-- Opening Marker --
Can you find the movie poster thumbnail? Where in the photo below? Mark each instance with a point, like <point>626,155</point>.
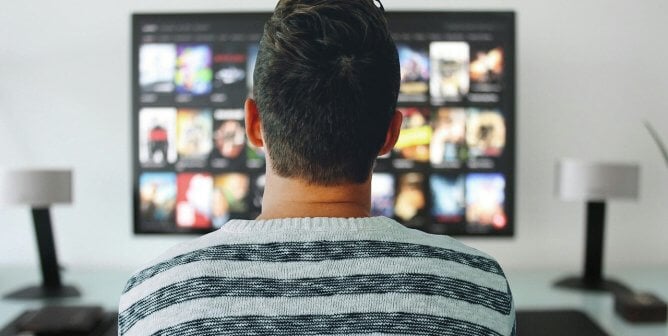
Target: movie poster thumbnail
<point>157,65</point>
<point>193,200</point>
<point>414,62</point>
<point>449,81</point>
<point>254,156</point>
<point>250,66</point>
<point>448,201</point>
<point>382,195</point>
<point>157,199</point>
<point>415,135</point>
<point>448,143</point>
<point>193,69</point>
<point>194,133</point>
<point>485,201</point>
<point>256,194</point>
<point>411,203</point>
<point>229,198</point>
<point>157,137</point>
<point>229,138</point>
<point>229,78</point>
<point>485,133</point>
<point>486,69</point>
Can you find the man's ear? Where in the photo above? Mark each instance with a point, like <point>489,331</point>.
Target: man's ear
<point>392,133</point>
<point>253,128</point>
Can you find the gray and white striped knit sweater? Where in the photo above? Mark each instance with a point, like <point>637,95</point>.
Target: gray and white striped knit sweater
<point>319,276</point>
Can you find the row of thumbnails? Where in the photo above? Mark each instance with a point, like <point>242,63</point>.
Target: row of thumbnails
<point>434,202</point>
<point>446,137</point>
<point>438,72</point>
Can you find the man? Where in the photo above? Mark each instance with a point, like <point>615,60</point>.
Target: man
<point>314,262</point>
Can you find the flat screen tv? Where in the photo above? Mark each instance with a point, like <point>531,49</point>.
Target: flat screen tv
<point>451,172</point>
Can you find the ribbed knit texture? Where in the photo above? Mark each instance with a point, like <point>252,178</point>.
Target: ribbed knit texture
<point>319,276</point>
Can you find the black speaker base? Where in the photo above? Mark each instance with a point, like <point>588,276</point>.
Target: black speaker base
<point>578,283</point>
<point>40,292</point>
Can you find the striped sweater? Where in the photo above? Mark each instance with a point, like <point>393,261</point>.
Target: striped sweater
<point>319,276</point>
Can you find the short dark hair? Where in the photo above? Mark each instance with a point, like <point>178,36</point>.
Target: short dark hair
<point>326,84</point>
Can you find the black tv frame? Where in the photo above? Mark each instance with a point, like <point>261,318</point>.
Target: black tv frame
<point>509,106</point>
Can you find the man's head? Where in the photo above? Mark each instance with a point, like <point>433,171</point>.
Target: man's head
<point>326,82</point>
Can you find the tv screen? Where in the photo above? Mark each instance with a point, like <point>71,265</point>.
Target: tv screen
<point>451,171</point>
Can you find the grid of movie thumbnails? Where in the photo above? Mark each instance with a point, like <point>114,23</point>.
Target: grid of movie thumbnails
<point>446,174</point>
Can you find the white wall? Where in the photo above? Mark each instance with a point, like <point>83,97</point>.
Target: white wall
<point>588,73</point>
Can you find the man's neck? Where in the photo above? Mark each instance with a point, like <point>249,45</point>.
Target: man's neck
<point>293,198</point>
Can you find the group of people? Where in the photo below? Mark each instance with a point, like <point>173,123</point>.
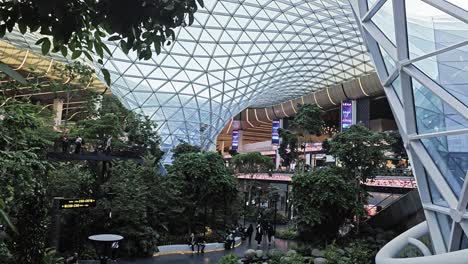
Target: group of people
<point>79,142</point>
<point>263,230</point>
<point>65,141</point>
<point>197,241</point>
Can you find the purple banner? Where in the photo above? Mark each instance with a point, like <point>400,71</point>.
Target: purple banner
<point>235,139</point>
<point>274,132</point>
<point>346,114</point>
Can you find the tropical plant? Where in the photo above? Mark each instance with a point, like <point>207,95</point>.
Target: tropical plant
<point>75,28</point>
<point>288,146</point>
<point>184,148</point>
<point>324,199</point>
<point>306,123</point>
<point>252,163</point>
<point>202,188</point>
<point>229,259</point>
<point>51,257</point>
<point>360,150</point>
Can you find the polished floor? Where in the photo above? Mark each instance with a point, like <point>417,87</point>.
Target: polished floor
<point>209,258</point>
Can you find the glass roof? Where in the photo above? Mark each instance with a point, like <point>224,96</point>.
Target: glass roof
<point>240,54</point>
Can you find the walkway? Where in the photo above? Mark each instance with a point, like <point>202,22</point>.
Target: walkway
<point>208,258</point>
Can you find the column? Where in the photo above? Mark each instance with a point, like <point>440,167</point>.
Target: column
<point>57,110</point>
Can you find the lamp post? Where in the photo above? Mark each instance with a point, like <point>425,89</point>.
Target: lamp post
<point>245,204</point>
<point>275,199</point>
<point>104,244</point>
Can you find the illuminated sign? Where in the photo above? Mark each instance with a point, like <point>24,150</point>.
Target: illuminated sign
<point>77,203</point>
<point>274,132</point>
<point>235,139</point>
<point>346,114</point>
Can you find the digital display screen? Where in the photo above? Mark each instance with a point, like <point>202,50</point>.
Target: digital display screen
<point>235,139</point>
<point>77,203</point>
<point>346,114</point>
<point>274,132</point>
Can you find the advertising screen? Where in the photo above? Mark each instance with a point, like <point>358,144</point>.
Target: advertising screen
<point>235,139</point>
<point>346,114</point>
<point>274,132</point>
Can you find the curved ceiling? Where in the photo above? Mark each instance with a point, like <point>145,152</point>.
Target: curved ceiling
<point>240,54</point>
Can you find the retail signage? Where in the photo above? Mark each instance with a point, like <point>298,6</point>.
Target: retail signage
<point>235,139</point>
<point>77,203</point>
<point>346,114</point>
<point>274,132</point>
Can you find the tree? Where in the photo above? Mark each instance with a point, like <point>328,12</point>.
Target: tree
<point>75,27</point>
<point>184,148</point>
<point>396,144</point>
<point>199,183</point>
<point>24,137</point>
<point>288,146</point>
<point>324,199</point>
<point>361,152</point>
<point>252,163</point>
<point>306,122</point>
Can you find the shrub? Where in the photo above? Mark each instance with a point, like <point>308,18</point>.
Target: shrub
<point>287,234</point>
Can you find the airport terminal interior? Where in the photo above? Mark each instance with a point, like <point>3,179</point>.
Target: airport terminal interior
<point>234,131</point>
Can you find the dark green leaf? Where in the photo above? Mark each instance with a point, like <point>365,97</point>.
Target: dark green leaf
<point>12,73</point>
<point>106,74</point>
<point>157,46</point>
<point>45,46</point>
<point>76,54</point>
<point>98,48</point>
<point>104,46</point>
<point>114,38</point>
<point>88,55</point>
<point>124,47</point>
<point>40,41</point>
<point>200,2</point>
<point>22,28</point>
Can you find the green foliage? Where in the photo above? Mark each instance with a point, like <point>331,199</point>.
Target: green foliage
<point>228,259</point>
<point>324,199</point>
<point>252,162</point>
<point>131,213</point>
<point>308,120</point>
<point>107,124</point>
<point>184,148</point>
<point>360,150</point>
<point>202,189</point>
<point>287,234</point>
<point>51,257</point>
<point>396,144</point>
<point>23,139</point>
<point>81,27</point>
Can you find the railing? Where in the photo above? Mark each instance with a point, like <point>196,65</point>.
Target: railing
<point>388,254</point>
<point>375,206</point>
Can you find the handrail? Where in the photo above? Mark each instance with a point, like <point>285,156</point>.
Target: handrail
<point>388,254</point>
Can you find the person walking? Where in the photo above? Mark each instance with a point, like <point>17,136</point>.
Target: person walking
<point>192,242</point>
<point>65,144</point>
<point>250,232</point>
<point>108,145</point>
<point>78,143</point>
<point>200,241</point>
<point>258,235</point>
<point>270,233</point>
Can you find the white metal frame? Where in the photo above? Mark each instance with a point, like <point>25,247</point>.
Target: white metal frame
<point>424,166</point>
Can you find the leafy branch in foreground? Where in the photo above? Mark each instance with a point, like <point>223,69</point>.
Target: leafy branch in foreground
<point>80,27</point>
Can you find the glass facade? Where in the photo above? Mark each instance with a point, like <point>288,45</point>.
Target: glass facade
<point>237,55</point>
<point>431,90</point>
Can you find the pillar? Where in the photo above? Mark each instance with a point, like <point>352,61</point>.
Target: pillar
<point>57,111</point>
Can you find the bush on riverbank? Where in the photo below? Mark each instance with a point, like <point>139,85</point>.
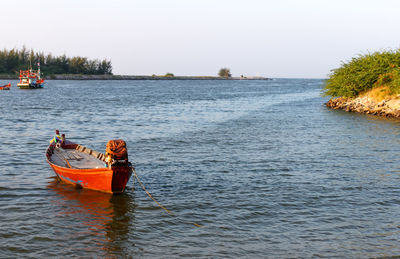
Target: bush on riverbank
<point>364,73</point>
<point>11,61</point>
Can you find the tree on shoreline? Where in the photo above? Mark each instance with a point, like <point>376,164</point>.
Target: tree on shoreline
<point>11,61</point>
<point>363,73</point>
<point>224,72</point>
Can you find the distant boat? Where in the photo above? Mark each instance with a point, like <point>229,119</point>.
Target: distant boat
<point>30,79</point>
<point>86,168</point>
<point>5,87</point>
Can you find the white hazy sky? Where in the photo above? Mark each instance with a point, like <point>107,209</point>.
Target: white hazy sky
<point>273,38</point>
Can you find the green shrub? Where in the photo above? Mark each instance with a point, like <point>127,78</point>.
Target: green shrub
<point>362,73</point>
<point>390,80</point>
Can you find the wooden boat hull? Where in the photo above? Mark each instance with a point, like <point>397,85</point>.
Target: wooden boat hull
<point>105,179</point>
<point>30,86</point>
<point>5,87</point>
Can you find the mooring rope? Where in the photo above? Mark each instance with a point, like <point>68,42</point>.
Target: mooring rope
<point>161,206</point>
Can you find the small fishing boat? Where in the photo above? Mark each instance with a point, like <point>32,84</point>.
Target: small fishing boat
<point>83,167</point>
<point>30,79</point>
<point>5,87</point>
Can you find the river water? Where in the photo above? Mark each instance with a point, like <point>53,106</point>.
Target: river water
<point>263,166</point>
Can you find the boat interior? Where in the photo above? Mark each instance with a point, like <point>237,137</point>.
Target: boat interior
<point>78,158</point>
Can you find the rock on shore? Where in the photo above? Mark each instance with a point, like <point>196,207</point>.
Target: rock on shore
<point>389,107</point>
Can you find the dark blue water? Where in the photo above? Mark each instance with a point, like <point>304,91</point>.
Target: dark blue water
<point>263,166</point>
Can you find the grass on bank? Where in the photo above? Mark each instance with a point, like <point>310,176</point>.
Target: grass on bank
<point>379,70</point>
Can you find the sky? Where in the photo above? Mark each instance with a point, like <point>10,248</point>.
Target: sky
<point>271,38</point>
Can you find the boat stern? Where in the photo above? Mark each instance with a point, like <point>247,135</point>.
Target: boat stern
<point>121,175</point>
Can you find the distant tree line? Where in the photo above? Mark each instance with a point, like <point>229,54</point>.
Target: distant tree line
-- Closing Marker --
-- Opening Marker --
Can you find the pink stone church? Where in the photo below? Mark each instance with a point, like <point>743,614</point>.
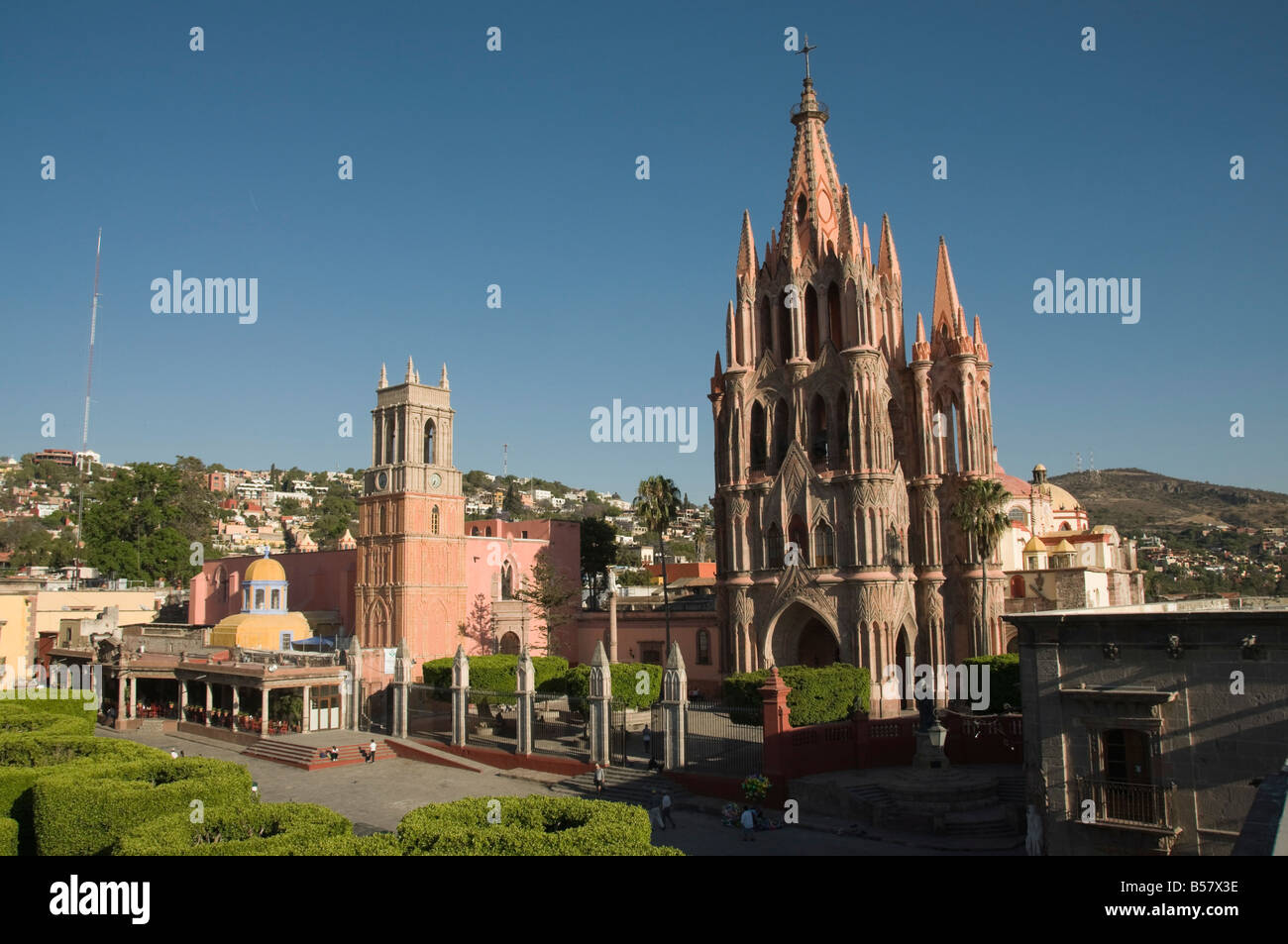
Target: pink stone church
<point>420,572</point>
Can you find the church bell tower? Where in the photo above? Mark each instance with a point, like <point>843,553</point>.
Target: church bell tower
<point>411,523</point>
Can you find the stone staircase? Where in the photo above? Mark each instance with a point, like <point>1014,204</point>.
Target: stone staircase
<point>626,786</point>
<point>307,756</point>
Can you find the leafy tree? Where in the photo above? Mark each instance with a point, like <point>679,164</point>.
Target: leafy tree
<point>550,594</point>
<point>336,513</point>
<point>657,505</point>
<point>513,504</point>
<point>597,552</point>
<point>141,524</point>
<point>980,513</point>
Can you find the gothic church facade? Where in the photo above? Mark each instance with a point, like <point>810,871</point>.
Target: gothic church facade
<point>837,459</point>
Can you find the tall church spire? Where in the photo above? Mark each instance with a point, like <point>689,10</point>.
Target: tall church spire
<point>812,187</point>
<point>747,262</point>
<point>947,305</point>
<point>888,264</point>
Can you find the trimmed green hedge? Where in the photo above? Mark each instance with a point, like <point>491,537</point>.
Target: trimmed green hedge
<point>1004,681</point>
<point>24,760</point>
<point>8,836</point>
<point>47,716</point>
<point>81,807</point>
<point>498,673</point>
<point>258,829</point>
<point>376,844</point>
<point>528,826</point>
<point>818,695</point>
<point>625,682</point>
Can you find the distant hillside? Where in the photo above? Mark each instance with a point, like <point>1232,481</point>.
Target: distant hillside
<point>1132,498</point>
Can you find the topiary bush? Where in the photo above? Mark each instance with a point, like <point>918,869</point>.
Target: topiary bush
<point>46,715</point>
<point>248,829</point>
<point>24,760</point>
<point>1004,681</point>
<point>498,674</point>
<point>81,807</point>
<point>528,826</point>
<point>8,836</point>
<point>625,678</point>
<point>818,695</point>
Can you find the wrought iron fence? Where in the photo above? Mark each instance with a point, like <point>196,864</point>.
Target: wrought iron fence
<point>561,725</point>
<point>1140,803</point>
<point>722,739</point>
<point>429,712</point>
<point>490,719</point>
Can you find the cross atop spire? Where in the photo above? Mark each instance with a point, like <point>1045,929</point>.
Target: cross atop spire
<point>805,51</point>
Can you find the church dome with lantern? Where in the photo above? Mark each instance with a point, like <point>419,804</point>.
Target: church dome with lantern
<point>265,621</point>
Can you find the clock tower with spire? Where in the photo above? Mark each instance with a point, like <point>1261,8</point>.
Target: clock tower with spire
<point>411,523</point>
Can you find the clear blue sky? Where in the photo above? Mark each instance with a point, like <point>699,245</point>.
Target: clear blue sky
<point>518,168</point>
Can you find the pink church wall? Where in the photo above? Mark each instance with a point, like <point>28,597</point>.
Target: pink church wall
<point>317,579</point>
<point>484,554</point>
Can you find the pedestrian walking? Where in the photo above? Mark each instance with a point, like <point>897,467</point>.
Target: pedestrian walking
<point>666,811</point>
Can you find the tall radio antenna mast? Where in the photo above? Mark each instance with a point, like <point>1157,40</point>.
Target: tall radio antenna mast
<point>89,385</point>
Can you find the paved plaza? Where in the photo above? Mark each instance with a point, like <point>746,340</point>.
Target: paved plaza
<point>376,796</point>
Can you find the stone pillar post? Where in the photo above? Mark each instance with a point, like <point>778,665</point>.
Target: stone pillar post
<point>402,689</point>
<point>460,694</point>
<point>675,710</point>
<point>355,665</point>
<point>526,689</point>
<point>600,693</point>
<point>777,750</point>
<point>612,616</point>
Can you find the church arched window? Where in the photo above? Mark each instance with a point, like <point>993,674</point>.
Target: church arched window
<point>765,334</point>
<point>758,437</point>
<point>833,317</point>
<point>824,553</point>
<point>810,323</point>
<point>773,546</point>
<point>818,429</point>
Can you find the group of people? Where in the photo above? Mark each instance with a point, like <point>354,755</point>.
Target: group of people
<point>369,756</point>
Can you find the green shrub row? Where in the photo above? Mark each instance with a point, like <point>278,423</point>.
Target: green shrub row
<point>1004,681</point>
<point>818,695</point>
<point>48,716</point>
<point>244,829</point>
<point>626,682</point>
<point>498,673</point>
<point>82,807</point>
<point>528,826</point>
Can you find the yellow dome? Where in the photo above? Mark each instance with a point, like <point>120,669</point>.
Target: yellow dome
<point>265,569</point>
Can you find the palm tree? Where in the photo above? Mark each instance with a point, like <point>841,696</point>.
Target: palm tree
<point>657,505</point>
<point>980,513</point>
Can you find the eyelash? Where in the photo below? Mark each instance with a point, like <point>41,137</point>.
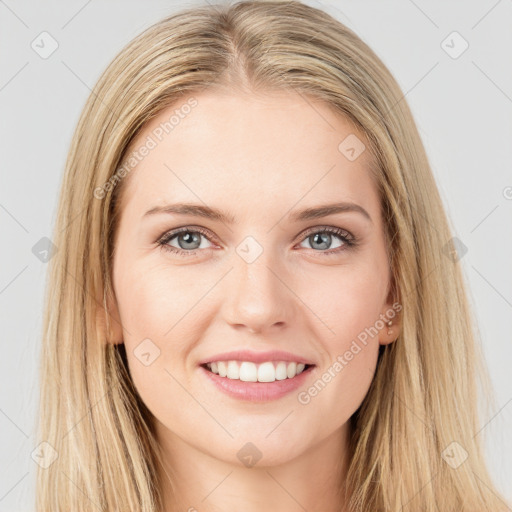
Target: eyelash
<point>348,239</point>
-- Closing Marker --
▶ Your assignment
In the data above, start at the line that has "Target: boat stern", stop after the line that has "Target: distant tree line", and print every line in between exactly as it stands.

▶ Written solution
Target: boat stern
<point>121,175</point>
Can you find the distant tree line? Where in the photo above? Mark each instance with a point, like <point>229,54</point>.
Target: distant tree line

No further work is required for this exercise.